- The problem: From the first line of the records below, transcribe each line exactly up to and including the one with "positive clicks: (120, 11)"; pictures stay out.

- Task data:
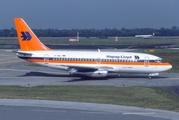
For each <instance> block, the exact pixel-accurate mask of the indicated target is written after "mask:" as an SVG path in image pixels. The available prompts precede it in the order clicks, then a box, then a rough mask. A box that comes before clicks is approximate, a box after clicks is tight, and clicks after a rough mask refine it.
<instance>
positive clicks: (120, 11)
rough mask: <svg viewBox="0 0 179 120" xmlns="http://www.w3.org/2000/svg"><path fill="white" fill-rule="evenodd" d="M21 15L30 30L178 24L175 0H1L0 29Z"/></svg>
mask: <svg viewBox="0 0 179 120" xmlns="http://www.w3.org/2000/svg"><path fill="white" fill-rule="evenodd" d="M15 17H21V18H23V19H24V20H25V21H26V23H27V24H28V25H29V26H30V27H31V28H33V29H49V28H53V29H105V28H109V29H112V28H116V29H121V28H128V29H132V28H157V29H159V28H162V27H164V28H171V27H173V26H177V27H179V0H1V2H0V29H10V28H12V27H14V20H13V19H14V18H15Z"/></svg>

- Written response:
For each <instance> block, the exact pixel-accurate mask of the indicated target is written after "mask:" as an SVG path in image pixels. The available prompts precede it in the order clicks, then a box, then a rough mask. A box that comes before clicks is approximate, a box after clicks is tight, and clicks after a rough mask refine it.
<instance>
positive clicks: (120, 11)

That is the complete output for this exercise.